(Items from a dataset)
════════════════════

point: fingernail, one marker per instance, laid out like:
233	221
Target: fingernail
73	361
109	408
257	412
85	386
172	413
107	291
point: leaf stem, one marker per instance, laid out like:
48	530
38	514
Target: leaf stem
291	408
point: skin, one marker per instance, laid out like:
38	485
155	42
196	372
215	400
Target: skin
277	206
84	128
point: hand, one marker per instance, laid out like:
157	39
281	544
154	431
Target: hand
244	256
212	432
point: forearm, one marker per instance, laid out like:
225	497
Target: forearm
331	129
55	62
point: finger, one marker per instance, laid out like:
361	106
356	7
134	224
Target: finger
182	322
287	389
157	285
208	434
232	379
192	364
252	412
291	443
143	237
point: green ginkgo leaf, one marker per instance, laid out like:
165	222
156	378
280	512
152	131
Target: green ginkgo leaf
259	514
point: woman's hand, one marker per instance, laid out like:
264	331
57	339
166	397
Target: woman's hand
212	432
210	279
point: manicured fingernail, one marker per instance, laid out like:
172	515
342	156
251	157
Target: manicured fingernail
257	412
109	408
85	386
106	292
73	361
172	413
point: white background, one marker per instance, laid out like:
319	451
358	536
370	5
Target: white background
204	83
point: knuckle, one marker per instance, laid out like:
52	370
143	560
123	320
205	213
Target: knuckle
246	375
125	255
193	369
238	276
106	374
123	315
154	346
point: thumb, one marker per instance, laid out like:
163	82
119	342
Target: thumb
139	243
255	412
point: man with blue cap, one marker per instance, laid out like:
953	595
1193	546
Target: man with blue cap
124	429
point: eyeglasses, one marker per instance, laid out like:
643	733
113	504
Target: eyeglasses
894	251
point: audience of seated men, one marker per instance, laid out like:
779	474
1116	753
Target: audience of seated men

════════════════════

## Try it
Could you set down each entry above word for word?

## Problem solution
point: fingernail, one marker per instance, laid out like:
233	221
Target: fingernail
73	361
109	408
257	412
85	386
172	413
107	291
point: leaf stem, one marker per instance, laid out like:
48	530
38	514
Target: leaf stem
291	408
point: skin, one marker per instance, laid out like:
38	485
155	42
196	372
215	400
Target: skin
277	206
84	128
point: hand, one marker per instance, laid out like:
157	39
281	544
154	431
Target: hand
244	256
212	432
point: forearm, one marker per instance, laid out like:
225	497
Target: forearm
331	129
55	62
point: finger, one marker per instance, laid out like:
361	106
356	7
134	224
Target: finger
182	322
287	389
157	285
208	434
232	379
192	364
252	412
291	443
143	237
point: green ginkgo leaf, one marker per instance, laid out like:
165	222
156	378
280	512
152	131
Target: green ginkgo leaf
259	514
point: woman's hand, one marker per instance, laid out like:
264	331
57	339
166	397
Target: woman's hand
212	432
210	279
point: manicured fingernail, one marker per instance, laid out like:
172	515
342	156
251	157
Target: manicured fingernail
257	412
109	408
85	386
106	292
73	361
172	413
point: white background, one marker per instance, laid out like:
319	451
358	536
370	5
Target: white background
204	83
point: knuckle, one marker per instance, laid out like:
52	370
143	560
123	320
205	213
Target: knuckle
246	375
125	255
193	369
238	276
106	374
123	315
154	346
point: thumb, one marker per instance, laid out like:
163	82
119	342
Target: thumb
139	243
255	412
point: man with blue cap, one marker per instance, laid out like:
953	595
1193	546
Target: man with blue cap
124	429
point: eyeglasses, one marker per instance, laid out like:
643	733
113	504
Target: eyeglasses
894	251
point: audience of seated men, one marker per instance, laid out like:
779	474
1116	753
Target: audience of seated men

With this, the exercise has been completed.